- [DO ZROBIENIA]:
• A. Wypisz wszystko, co według pierwszego akapitu wywiadu o narzędziu Harmodesk zespoły teraz wiedzą lub potrafią.
• B. Przepisz słowo w słowo fragment wywiadu o narzędziu Harmodesk od „Dlatego ważne było, aby” do „na poszczególne czynności.”.

____ WYBRANY FRAGMENT

Kiedyś pracownicy nie rozmawiali o procesach oraz o problemach, które zajmowały im bardzo dużo czasu. Uważali, że tak po prostu musi być. Teraz zespoły mają pogłębioną wiedzę, jak wygląda proces, jakie są najlepsze praktyki, ile czasu zajmują problemy oraz potrafią eliminować ich przyczyny źródłowe. Pochylenie się nad optymalizacją danego procesu daje docelowo bardzo duże oszczędności czasowe, które przekładają się nie na minuty, ale na dziesiątki godzin w miesiącu - mówi Andrzej Wątrobiński, Head of HR Eastern Europe & Head of HR Business Analytics w firmie Fiege, która wdrożyła narzędzie Harmodesk.
O doświadczeniach we wprowadzeniu i stosowaniu narzędzia Harmodesk opowiada:
Michał Stangret: Zdecydowaliście się w zespołach kadrowo-płacowych na wprowadzenie narzędzia mierzącego czas wykonywanych zadań. Kiedy to było i z czego wynikała ta decyzja?
Andrzej Wątrobiński: - Około 2 lata temu rozpoczęliśmy pierwsze rozmowy odnośnie potrzeby przyjrzenia się procesom związanym z zespołem kadrowo płacowym. Z racji tego, że nasze zespoły w tym obszarze są rozproszone - pracujemy w Polsce w ramach trzech takich zespołów, na tym samym systemie - chodziło o to, żeby spojrzeć na usprawnienia w tym obszarze nie tylko z perspektywy danego zespołu, ale szerszej - wszystkich lokalizacji.
Zależało mi również na tym, aby wdrożyć platformę, która będzie bazą służącą do dzielenia się dobrymi doświadczeniami, jeżeli chodzi o stosowanie najlepszych praktyk, efektywne procesy. I chęć zbudowania takiej platformy porozumienia to był taki punkt wyjścia.
Dodałbym do tego jeszcze jeden istotny element - potrzebę tworzenia świadomości procesowej w ramach zespołu.
- Zależało nam na tym, żeby wdrożyć narzędzie, które nie będzie czasochłonne i zbytnio obciążające dla użytkowników. Sam proces analizy czasu jest często stresogenny, a fakt, że coś zajmuje więcej czasu i trzeba wypełniać jakieś tabelki, jest trudny do zaakceptowania.
Dlatego ważne było, aby wdrożyć rozwiązanie, które będzie lekkie i nie wymagające od pracowników nadmiernego skupienia uwagi na sumowaniu czasu poświęcanego na poszczególne czynności.
W wyniku badania rynku project manager zaproponował to rozwiązanie, po kilku spotkaniach i prezentacjach doszliśmy do wniosku, że rzeczywiście jest to rozwiązanie, które może nam pomóc w osiągnięciu celu.
- Zanim jeszcze rozpoczęliśmy pracę z pomiarami, odbyliśmy w innej firmie kilka warsztatów dotyczących optymalizacji procesów z wykorzystaniem metodyki lean. Wprowadzenie narzędzia do pomiaru czasu pracy w poszczególnych procesach było jednym z zaleceń tej firmy.

________
____ PRZEKAZANE DANE

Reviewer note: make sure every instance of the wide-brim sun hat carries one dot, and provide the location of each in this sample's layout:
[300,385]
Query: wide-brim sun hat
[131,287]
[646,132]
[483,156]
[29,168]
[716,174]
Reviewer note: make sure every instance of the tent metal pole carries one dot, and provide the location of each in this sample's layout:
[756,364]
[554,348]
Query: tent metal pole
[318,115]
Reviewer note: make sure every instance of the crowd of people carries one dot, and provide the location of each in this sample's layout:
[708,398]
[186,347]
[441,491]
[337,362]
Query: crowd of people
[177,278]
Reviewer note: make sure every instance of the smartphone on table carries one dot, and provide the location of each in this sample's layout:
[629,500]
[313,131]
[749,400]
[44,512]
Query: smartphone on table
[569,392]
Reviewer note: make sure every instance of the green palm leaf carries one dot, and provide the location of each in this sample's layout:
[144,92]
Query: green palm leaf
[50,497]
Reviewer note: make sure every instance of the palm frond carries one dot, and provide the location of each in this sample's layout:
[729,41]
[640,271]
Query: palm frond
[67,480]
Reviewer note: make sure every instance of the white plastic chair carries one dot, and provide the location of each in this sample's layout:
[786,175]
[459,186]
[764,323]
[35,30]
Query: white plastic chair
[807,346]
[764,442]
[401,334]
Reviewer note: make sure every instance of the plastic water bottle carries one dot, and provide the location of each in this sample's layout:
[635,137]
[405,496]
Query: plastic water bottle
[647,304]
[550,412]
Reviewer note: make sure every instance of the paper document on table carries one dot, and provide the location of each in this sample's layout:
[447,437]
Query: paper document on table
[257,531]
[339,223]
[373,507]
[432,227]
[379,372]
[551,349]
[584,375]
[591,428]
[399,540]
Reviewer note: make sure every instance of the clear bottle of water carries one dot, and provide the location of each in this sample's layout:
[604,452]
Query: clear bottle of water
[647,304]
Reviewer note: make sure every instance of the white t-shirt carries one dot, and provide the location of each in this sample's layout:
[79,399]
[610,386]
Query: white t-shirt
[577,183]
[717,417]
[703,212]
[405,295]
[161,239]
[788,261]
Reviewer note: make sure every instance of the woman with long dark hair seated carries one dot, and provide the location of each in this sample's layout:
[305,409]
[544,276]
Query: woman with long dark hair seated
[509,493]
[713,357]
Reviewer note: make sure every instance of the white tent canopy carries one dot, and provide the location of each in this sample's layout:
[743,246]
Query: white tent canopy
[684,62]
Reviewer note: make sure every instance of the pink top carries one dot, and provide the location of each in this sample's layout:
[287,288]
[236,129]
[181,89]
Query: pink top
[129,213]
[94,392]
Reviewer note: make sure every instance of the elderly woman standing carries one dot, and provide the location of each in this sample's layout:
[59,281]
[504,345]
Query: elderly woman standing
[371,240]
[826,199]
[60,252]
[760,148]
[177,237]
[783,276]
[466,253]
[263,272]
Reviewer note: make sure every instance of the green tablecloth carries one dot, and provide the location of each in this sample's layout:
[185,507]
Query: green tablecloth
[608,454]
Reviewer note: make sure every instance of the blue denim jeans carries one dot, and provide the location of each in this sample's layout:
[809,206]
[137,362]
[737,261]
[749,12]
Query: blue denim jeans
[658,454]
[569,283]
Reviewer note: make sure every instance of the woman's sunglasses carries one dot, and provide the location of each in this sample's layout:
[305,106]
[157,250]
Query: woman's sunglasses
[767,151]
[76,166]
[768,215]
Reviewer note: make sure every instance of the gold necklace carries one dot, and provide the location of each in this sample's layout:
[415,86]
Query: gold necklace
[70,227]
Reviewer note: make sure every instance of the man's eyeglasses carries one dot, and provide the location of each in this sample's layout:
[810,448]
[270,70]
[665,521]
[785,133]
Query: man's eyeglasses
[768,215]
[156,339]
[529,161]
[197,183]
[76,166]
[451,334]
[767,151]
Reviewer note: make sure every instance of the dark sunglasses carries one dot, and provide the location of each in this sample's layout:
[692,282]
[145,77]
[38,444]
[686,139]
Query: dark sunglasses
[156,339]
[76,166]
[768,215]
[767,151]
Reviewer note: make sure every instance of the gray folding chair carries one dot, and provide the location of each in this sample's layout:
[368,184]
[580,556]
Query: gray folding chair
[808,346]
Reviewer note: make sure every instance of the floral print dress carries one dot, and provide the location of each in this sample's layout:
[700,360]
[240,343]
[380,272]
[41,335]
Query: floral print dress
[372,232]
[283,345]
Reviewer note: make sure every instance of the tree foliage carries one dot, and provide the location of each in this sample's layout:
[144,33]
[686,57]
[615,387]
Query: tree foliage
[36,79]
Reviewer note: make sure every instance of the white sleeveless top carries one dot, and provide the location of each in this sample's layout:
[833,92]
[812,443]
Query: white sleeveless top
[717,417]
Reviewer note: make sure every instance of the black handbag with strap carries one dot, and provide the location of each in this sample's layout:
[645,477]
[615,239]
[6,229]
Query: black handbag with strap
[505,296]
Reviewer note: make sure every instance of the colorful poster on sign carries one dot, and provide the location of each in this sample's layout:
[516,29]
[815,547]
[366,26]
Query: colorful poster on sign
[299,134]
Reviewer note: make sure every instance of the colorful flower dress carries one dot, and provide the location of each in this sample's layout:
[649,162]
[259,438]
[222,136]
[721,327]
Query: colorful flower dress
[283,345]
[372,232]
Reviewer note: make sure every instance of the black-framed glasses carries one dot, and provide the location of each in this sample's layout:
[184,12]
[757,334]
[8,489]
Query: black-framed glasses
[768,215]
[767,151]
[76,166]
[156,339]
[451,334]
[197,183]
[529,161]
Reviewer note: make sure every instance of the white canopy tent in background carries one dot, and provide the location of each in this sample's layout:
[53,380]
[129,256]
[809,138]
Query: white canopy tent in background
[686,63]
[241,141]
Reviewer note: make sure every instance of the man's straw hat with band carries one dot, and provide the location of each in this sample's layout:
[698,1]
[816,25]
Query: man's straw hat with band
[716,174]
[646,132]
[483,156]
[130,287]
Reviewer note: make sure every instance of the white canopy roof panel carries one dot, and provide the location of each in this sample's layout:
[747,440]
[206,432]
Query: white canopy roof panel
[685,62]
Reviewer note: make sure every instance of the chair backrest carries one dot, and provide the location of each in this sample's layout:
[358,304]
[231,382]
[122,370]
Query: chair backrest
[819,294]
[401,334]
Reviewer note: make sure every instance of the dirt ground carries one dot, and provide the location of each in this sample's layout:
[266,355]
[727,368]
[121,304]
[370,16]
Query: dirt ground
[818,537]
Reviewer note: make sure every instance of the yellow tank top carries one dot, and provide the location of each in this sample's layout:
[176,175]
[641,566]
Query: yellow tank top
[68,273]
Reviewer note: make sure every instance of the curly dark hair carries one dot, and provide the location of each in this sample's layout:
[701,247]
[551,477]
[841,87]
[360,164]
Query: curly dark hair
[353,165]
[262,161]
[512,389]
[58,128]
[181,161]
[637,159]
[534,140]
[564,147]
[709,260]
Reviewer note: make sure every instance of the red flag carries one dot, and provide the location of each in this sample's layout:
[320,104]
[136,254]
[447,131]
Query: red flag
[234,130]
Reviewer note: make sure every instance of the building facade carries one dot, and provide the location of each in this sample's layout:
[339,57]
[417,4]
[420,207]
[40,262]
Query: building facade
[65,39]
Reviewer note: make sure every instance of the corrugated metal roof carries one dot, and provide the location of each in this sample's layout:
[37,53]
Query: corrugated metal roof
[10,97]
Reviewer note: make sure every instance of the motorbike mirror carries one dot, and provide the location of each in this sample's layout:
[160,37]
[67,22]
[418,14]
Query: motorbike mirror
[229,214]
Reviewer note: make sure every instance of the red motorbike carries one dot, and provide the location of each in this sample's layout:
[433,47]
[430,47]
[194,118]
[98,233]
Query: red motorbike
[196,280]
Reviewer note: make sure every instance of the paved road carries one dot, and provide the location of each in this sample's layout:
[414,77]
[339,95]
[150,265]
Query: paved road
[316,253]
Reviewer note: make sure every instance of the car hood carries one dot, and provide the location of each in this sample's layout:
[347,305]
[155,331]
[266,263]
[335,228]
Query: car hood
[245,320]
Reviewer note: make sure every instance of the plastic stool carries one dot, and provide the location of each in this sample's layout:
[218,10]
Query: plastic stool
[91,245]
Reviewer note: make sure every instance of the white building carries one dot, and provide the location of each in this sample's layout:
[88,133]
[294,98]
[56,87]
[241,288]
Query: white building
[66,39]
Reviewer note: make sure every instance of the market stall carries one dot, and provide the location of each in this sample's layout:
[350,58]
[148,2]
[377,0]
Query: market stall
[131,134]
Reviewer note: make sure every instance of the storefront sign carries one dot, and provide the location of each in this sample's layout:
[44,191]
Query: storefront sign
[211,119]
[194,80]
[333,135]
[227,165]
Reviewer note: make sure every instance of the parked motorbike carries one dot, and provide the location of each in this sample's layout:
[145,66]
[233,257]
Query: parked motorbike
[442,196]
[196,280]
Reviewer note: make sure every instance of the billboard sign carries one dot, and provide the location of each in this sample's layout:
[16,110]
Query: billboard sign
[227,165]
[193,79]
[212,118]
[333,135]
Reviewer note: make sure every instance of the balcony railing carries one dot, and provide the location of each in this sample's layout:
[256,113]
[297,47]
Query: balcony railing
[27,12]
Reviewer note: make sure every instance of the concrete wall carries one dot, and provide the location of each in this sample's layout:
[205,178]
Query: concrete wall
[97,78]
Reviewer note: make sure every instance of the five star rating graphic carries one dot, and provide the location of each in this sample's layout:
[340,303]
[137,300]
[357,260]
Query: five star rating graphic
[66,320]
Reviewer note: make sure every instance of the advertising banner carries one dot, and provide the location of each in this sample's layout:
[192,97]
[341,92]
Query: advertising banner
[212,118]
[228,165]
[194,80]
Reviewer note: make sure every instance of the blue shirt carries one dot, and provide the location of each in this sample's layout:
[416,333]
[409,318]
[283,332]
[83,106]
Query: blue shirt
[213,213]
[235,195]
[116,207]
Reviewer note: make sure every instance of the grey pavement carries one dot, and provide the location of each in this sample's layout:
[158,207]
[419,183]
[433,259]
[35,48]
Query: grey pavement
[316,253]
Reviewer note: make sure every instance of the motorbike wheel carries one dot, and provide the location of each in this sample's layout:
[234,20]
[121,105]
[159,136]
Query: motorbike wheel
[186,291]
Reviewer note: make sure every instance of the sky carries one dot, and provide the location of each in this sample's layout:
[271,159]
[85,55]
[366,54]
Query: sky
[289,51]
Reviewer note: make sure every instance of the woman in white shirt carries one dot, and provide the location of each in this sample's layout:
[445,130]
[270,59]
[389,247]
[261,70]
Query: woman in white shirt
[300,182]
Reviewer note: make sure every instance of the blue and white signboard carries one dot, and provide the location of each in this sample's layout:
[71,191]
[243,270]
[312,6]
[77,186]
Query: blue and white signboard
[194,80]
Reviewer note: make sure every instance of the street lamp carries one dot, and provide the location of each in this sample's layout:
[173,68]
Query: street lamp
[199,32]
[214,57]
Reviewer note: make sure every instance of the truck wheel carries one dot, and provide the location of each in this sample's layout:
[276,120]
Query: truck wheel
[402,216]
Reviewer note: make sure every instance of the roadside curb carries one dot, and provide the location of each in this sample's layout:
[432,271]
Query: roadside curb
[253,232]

________

- [OCZEKIWANE WYNIKI]:
• A.
- jak wygląda proces
- jakie są najlepsze praktyki
- ile czasu zajmują problemy
- potrafią eliminować przyczyny źródłowe problemów

• B.
Dlatego ważne było, aby wdrożyć rozwiązanie, które będzie lekkie i nie wymagające od pracowników nadmiernego skupienia uwagi na sumowaniu czasu poświęcanego na poszczególne czynności.